### PROBLEM
Nothing but a full, exact copy of the data is needed.

*** Opening of DATA TO PROCESS ***

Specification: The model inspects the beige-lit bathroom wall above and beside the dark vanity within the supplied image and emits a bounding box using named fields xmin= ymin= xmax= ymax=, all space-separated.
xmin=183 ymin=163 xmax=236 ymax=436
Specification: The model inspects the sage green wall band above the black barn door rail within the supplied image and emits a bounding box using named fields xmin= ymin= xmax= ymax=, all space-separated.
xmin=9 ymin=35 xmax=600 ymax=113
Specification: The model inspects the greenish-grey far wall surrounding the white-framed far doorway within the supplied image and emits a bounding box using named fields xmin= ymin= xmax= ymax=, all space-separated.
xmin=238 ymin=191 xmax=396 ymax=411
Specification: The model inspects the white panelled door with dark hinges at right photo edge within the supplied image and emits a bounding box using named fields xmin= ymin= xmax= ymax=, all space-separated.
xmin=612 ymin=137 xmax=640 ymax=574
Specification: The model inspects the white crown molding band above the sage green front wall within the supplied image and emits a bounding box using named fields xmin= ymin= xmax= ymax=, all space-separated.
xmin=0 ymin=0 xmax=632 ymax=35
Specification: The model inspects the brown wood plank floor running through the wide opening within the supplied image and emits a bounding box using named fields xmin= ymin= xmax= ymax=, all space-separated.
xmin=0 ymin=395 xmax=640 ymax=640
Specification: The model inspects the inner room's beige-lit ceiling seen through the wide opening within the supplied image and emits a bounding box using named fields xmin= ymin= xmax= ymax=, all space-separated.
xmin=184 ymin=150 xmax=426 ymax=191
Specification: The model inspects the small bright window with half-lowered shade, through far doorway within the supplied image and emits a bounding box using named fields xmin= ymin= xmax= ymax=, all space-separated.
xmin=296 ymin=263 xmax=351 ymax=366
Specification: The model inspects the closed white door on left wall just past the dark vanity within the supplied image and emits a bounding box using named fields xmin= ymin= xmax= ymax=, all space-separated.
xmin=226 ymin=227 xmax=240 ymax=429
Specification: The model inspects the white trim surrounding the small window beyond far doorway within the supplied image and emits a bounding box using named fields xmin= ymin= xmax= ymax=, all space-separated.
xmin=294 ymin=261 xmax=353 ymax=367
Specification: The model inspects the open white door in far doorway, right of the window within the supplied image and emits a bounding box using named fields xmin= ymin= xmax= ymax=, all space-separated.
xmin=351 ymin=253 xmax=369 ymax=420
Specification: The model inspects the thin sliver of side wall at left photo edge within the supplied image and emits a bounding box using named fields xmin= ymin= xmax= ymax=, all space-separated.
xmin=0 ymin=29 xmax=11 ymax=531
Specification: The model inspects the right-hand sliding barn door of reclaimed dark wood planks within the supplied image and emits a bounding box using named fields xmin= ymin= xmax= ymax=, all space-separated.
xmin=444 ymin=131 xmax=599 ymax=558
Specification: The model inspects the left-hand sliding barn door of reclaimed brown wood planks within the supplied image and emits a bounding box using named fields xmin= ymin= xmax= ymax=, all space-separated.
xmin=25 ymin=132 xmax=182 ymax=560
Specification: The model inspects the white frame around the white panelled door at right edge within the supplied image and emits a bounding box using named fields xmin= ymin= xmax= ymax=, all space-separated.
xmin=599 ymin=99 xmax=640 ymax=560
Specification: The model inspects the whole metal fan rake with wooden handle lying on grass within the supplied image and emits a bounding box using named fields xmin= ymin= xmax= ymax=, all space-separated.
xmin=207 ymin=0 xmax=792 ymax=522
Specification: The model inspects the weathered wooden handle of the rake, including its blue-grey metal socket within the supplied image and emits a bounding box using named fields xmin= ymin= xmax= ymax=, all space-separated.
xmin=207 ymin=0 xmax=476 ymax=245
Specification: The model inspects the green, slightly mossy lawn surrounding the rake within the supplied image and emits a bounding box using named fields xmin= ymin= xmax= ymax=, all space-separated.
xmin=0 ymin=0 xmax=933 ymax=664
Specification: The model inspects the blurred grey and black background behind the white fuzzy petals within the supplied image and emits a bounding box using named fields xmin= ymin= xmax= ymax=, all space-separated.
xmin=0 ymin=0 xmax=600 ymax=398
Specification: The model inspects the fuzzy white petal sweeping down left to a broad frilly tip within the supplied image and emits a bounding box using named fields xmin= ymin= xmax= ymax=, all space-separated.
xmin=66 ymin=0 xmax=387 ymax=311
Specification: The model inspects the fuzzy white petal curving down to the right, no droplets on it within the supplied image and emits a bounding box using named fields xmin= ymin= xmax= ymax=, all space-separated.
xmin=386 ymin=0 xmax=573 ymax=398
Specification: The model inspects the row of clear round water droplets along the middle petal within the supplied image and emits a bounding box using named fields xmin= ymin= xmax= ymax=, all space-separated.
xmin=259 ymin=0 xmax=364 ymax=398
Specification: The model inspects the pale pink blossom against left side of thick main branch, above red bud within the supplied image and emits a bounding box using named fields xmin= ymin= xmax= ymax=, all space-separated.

*** Close of DATA TO PROCESS ***

### SOLUTION TO THIS EXERCISE
Specification: The model inspects the beige-lit bathroom wall above and beside the dark vanity within the supplied image and emits a bounding box using named fields xmin= ymin= xmax= ymax=, all space-separated.
xmin=183 ymin=163 xmax=236 ymax=436
Specification: The model inspects the sage green wall band above the black barn door rail within the supplied image and emits a bounding box using named fields xmin= ymin= xmax= ymax=, all space-separated.
xmin=9 ymin=35 xmax=600 ymax=113
Specification: The model inspects the greenish-grey far wall surrounding the white-framed far doorway within the supplied image and emits a bounding box using named fields xmin= ymin= xmax= ymax=, all space-separated.
xmin=238 ymin=191 xmax=396 ymax=411
Specification: The model inspects the white panelled door with dark hinges at right photo edge within the supplied image and emits a bounding box using named fields xmin= ymin= xmax= ymax=, all space-separated.
xmin=612 ymin=137 xmax=640 ymax=574
Specification: The model inspects the white crown molding band above the sage green front wall within the supplied image and emits a bounding box using named fields xmin= ymin= xmax= ymax=, all space-separated.
xmin=0 ymin=0 xmax=632 ymax=35
Specification: The model inspects the brown wood plank floor running through the wide opening within the supplied image and emits a bounding box using named fields xmin= ymin= xmax= ymax=, all space-separated.
xmin=0 ymin=395 xmax=640 ymax=640
Specification: The model inspects the inner room's beige-lit ceiling seen through the wide opening within the supplied image and emits a bounding box using named fields xmin= ymin= xmax= ymax=, all space-separated.
xmin=184 ymin=150 xmax=426 ymax=191
Specification: The model inspects the small bright window with half-lowered shade, through far doorway within the supplied image and emits a bounding box using named fields xmin= ymin= xmax= ymax=, all space-separated.
xmin=296 ymin=263 xmax=351 ymax=366
Specification: The model inspects the closed white door on left wall just past the dark vanity within the supplied image and emits a bounding box using named fields xmin= ymin= xmax= ymax=, all space-separated.
xmin=226 ymin=227 xmax=240 ymax=429
Specification: The model inspects the white trim surrounding the small window beyond far doorway within the supplied image and emits a bounding box using named fields xmin= ymin= xmax= ymax=, all space-separated.
xmin=294 ymin=261 xmax=353 ymax=367
Specification: The model inspects the open white door in far doorway, right of the window within the supplied image and emits a bounding box using named fields xmin= ymin= xmax= ymax=, all space-separated.
xmin=351 ymin=253 xmax=369 ymax=420
Specification: The model inspects the thin sliver of side wall at left photo edge within the supplied image and emits a bounding box using named fields xmin= ymin= xmax= ymax=, all space-separated.
xmin=0 ymin=29 xmax=11 ymax=531
Specification: The model inspects the right-hand sliding barn door of reclaimed dark wood planks within the supplied image and emits a bounding box using named fields xmin= ymin= xmax= ymax=, all space-separated.
xmin=444 ymin=131 xmax=599 ymax=558
Specification: The model inspects the left-hand sliding barn door of reclaimed brown wood planks within the supplied image and emits a bounding box using named fields xmin= ymin= xmax= ymax=, all space-separated.
xmin=25 ymin=132 xmax=182 ymax=560
Specification: The model inspects the white frame around the white panelled door at right edge within the supplied image and emits a bounding box using named fields xmin= ymin= xmax= ymax=, all space-separated.
xmin=599 ymin=99 xmax=640 ymax=560
Specification: The model inspects the whole metal fan rake with wooden handle lying on grass within the supplied image and emits a bounding box using named fields xmin= ymin= xmax= ymax=, all space-separated.
xmin=207 ymin=0 xmax=792 ymax=522
Specification: The model inspects the weathered wooden handle of the rake, including its blue-grey metal socket within the supplied image and emits a bounding box using named fields xmin= ymin= xmax= ymax=, all space-separated.
xmin=207 ymin=0 xmax=476 ymax=245
Specification: The model inspects the green, slightly mossy lawn surrounding the rake within the supplied image and emits a bounding box using named fields xmin= ymin= xmax= ymax=, all space-separated.
xmin=0 ymin=0 xmax=933 ymax=664
Specification: The model inspects the blurred grey and black background behind the white fuzzy petals within the supplied image and emits a bounding box using named fields xmin= ymin= xmax= ymax=, all space-separated.
xmin=0 ymin=0 xmax=600 ymax=398
Specification: The model inspects the fuzzy white petal sweeping down left to a broad frilly tip within the supplied image and emits a bounding box using named fields xmin= ymin= xmax= ymax=, all space-separated.
xmin=66 ymin=0 xmax=387 ymax=311
Specification: The model inspects the fuzzy white petal curving down to the right, no droplets on it within the supplied image and emits a bounding box using named fields xmin= ymin= xmax= ymax=, all space-separated.
xmin=386 ymin=0 xmax=573 ymax=398
Specification: The model inspects the row of clear round water droplets along the middle petal within the supplied image and emits a bounding box using named fields xmin= ymin= xmax= ymax=, all space-separated.
xmin=259 ymin=0 xmax=364 ymax=398
Specification: The model inspects the pale pink blossom against left side of thick main branch, above red bud within the supplied image and emits a bounding box using named fields xmin= ymin= xmax= ymax=, all space-separated.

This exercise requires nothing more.